- **Extracted material**:
____________
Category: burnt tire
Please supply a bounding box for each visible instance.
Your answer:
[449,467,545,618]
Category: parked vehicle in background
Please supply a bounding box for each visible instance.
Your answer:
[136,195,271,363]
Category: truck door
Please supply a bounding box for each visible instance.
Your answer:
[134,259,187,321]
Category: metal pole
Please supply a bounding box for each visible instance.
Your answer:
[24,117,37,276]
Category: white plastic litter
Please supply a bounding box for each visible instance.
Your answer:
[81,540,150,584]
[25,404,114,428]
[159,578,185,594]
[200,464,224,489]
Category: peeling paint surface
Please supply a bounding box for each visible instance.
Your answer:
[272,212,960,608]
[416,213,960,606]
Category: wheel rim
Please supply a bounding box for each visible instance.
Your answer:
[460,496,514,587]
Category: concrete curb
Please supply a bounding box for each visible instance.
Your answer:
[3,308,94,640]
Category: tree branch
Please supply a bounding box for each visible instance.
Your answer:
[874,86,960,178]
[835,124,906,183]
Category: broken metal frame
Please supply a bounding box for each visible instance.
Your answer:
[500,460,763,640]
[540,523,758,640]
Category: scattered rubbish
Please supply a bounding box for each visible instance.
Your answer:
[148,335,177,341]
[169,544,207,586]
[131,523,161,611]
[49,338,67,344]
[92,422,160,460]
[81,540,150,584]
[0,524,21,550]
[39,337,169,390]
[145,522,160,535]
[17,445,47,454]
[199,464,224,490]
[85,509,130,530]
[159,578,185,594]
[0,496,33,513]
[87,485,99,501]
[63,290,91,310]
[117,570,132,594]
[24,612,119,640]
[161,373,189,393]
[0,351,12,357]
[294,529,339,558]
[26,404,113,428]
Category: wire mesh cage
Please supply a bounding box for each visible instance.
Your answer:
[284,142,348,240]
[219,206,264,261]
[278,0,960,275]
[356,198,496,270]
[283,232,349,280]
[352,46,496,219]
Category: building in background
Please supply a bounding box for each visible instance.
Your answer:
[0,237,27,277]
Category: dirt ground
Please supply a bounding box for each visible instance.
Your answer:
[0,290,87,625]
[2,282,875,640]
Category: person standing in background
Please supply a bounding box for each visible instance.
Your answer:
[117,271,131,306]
____________
Each line in the listing where the word "background" is found is to be copied.

Category: parked vehicle in background
Category: building in background
Category: person standing in background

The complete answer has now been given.